◆ **EXERCISE OBJECTIVE**
Report every line in the items below that contains the word "girl". Case counts.

BEGIN DATASET RECORDS

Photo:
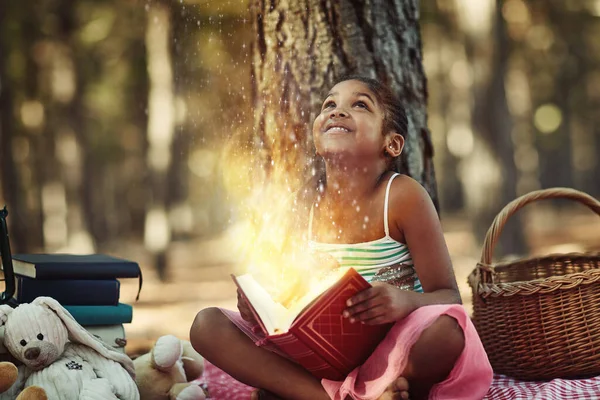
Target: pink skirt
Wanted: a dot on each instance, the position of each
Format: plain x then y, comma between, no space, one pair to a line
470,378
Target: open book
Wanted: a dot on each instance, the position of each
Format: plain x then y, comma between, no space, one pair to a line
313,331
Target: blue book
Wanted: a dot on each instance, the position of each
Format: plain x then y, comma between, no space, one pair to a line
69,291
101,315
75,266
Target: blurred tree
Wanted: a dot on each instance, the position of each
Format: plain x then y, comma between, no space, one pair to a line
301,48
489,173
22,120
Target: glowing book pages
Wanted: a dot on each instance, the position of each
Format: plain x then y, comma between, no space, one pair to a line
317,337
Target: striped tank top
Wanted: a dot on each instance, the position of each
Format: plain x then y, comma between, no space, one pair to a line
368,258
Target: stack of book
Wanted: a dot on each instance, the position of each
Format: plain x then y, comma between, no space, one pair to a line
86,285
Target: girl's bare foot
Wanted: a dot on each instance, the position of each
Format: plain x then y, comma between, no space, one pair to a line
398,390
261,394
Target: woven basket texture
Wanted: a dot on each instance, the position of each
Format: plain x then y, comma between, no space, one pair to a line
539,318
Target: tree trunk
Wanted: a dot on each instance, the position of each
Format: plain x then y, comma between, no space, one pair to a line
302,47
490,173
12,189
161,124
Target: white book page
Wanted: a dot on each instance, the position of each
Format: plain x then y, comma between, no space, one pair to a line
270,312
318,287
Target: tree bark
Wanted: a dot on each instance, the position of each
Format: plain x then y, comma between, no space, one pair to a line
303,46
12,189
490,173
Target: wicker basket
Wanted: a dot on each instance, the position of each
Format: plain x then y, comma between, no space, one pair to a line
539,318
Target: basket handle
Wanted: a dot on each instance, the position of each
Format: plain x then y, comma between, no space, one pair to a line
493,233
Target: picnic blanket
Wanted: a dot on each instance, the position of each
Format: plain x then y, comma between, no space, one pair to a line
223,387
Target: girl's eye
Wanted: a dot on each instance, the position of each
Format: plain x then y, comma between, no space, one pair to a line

END DATASET RECORDS
BEGIN DATASET RECORDS

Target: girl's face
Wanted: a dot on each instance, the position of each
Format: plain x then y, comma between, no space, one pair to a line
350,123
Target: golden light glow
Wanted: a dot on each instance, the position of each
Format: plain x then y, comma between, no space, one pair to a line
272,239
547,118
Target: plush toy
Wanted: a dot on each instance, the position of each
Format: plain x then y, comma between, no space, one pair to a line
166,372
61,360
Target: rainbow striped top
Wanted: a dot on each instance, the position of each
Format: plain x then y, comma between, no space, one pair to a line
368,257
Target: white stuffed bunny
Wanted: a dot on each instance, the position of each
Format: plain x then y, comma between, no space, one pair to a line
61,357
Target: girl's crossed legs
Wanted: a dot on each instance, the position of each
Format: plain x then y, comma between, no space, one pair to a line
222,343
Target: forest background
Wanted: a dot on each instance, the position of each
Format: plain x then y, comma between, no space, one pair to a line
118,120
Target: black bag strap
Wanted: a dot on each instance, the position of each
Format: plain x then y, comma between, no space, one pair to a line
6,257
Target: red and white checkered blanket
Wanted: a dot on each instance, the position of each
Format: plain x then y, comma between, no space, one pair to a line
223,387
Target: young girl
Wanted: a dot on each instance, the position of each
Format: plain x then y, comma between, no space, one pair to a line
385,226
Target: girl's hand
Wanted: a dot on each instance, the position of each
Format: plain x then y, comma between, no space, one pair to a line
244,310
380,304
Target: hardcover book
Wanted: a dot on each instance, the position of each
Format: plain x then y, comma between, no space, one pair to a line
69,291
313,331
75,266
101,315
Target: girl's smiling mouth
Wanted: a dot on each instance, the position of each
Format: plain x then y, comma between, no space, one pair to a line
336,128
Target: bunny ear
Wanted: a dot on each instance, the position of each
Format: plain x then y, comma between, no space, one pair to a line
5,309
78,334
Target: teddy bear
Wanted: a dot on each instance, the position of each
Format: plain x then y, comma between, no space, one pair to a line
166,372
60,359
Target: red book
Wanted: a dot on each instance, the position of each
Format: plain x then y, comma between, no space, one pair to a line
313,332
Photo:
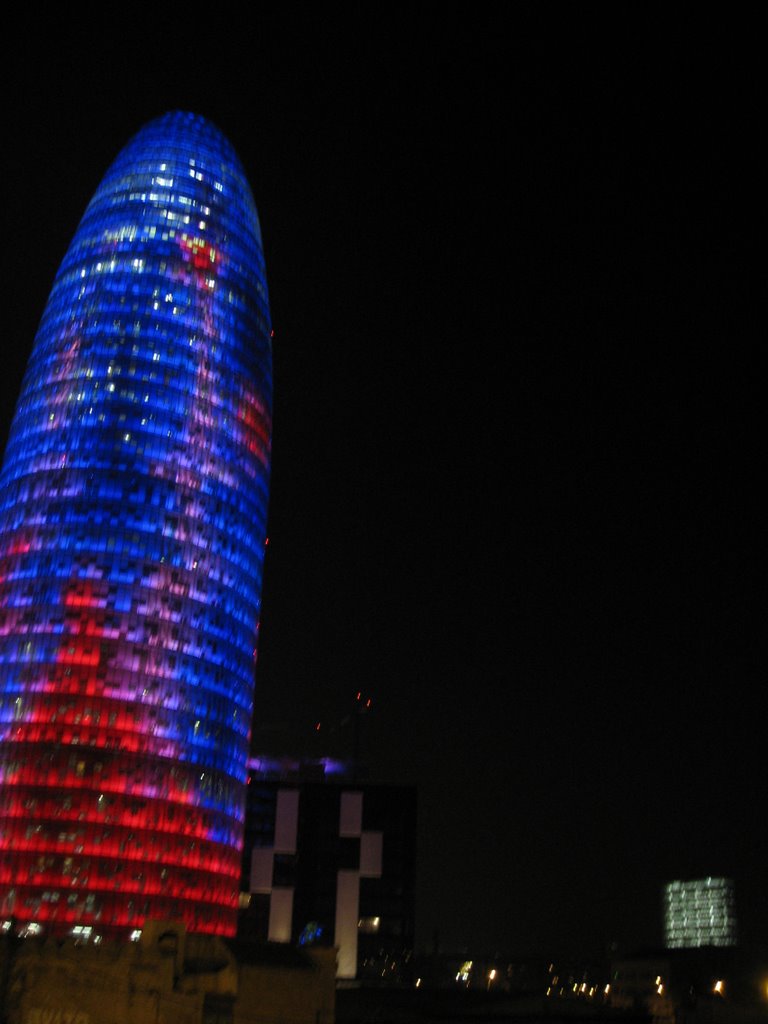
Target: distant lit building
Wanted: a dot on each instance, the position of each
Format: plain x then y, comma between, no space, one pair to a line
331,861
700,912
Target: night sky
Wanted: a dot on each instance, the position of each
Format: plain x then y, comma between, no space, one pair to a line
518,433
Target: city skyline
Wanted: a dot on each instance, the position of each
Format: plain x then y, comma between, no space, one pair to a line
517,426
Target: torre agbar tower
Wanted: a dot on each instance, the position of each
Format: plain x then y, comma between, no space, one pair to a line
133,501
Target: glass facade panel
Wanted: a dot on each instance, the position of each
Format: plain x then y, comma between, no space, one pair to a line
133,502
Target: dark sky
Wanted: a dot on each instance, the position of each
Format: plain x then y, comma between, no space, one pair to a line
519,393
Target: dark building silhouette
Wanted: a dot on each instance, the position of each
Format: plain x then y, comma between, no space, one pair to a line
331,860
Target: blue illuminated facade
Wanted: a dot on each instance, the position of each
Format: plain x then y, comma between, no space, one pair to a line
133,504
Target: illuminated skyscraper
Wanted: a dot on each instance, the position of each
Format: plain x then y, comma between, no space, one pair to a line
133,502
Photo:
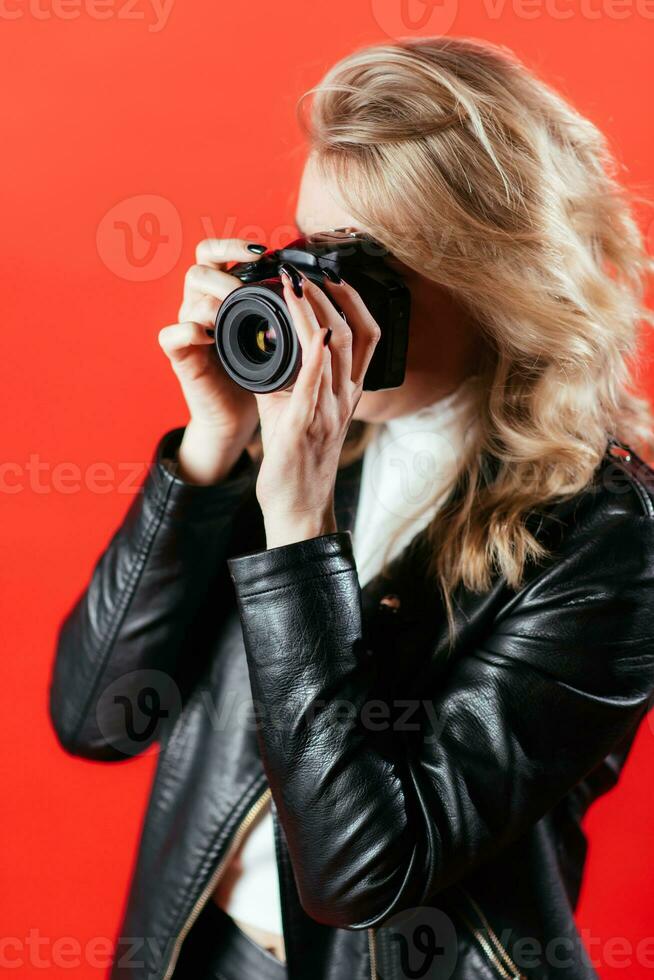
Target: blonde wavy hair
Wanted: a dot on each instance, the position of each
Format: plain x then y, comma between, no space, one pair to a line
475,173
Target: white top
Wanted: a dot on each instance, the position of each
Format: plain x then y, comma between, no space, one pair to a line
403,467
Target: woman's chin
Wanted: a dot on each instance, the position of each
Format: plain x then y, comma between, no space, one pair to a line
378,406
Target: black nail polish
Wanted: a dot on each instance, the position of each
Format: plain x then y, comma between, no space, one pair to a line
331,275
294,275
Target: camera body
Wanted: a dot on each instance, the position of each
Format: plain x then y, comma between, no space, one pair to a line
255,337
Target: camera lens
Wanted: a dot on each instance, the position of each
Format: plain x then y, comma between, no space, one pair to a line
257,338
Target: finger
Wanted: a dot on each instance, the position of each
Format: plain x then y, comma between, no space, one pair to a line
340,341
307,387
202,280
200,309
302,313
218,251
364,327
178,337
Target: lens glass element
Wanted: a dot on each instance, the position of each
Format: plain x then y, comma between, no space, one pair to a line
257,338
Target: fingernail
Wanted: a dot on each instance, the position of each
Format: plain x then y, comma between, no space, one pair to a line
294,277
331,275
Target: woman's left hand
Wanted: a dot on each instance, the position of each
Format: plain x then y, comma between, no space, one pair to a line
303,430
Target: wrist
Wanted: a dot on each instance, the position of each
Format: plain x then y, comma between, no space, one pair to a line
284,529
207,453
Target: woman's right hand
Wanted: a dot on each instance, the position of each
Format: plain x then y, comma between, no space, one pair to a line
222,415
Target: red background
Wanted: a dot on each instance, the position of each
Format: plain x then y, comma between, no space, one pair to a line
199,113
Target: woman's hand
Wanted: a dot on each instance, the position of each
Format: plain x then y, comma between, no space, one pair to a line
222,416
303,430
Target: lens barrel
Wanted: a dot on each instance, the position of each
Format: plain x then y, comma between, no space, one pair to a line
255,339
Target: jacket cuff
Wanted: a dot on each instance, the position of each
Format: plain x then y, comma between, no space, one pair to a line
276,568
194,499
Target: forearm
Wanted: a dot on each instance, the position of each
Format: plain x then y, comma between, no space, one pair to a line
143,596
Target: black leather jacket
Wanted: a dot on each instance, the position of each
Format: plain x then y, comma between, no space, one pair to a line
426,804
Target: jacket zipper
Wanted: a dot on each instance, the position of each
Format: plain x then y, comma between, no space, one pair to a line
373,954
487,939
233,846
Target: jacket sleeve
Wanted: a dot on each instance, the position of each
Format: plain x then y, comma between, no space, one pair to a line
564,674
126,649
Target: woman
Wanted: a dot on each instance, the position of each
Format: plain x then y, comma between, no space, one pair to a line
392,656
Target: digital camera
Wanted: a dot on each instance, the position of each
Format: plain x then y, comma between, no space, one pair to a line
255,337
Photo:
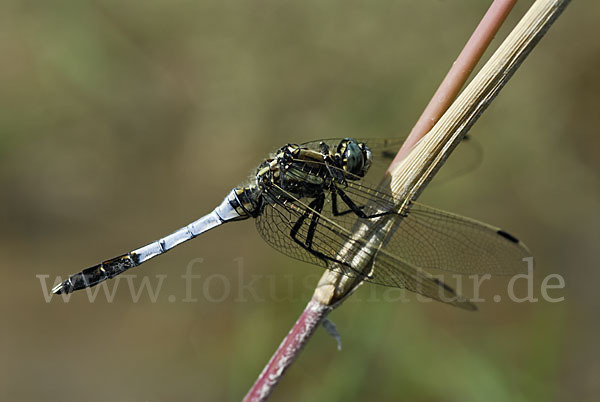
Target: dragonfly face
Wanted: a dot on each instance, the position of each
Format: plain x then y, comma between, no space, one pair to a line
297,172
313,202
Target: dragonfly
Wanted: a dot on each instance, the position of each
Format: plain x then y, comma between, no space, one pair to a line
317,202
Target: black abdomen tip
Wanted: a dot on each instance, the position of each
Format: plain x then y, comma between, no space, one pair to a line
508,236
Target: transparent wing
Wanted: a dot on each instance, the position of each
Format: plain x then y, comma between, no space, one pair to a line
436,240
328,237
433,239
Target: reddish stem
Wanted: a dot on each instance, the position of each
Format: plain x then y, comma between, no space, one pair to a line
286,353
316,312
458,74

END DATASET RECORDS

◆ **EXERCISE OUTPUT**
Target: girl's bare foot
Target: girl's eye
Target: girl's face
Target: girl's crossed legs
Target: young girl
Target: girl's hand
Target: girl's smiling mouth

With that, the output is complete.